• Work required
Please give again, word for word, the line that contains "For every instance of the green grass" and every line after it to the end of the data, with no other lines.

• Natural-language object grounding data
━━━

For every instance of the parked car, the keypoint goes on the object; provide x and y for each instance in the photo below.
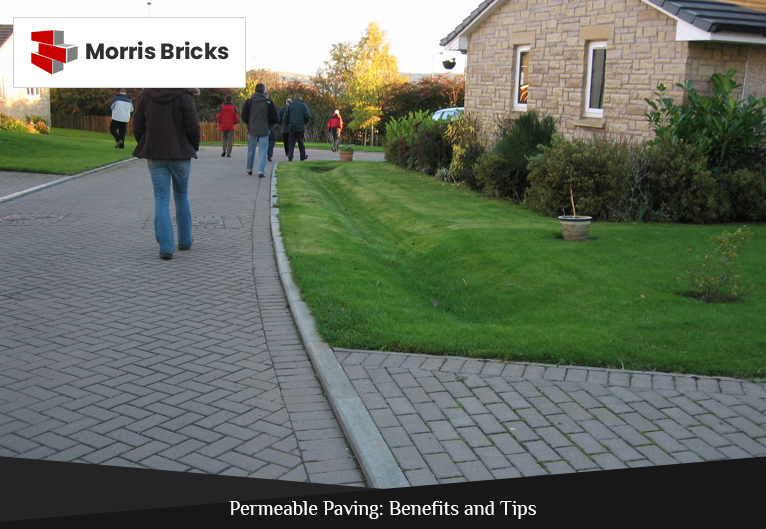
(448, 113)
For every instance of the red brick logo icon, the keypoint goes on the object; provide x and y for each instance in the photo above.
(52, 53)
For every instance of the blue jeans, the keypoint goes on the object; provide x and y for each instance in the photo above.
(165, 172)
(263, 146)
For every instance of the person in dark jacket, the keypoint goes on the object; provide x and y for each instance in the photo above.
(227, 119)
(258, 113)
(121, 106)
(272, 132)
(166, 127)
(284, 127)
(297, 115)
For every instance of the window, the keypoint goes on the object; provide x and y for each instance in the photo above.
(522, 79)
(594, 86)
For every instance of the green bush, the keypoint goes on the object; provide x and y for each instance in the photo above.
(37, 119)
(463, 167)
(730, 132)
(714, 277)
(681, 186)
(518, 140)
(747, 190)
(490, 172)
(12, 124)
(430, 148)
(598, 171)
(465, 136)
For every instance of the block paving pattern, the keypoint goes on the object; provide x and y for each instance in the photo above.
(449, 419)
(110, 355)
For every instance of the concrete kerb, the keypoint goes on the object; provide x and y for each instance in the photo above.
(62, 180)
(374, 456)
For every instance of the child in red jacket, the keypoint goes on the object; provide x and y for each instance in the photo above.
(227, 119)
(334, 127)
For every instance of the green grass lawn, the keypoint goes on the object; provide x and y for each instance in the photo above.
(63, 151)
(392, 260)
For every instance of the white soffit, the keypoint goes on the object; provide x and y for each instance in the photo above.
(686, 32)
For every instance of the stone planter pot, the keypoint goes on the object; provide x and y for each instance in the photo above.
(575, 227)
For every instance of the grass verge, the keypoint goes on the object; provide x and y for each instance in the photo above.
(393, 260)
(63, 151)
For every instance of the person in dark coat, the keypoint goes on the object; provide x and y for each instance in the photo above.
(298, 116)
(284, 127)
(258, 113)
(166, 127)
(272, 132)
(227, 119)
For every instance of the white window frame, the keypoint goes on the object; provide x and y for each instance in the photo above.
(517, 106)
(593, 112)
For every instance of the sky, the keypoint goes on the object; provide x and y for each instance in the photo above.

━━━

• Output of the exercise
For every instance of the green grass lawn, the keypoint goes on the object; provide x and y for each instance in the photo above.
(63, 151)
(392, 260)
For every instance of the white soffit, the keypoint goes on the object; provide x and y for each instance in the photo above.
(686, 32)
For every instance of the stone planter pot, the keypoint goes on the object; provide x and y for each instance in the photo above.
(575, 227)
For every instance of the grass verge, the keypoint goes on the object; provide x and y for each instance in the photo above.
(393, 260)
(63, 151)
For every instance of the person in dark coat, the keypoint goes on the object; provide x and y for each instance in the photo above.
(298, 116)
(284, 127)
(258, 113)
(166, 127)
(272, 132)
(227, 119)
For every instance of the white window frame, the keypoint goes on the object; provide x and y for each instance in the photo above.
(517, 106)
(593, 112)
For every instance of the sky, the keypoint goes on the object; provide x and y for each instance in the photo above.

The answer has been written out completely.